→ ASSIGNED TASK:
Can you give all the records again without altering a single character?

(Records from a data collection)

* * *

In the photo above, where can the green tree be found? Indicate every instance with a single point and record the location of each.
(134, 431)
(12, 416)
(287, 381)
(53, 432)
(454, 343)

* * *

→ ANSWER BELOW:
In the photo above, where can the green tree be found? Indicate every instance with a single point and record the location of each.
(134, 431)
(12, 416)
(287, 381)
(53, 432)
(454, 343)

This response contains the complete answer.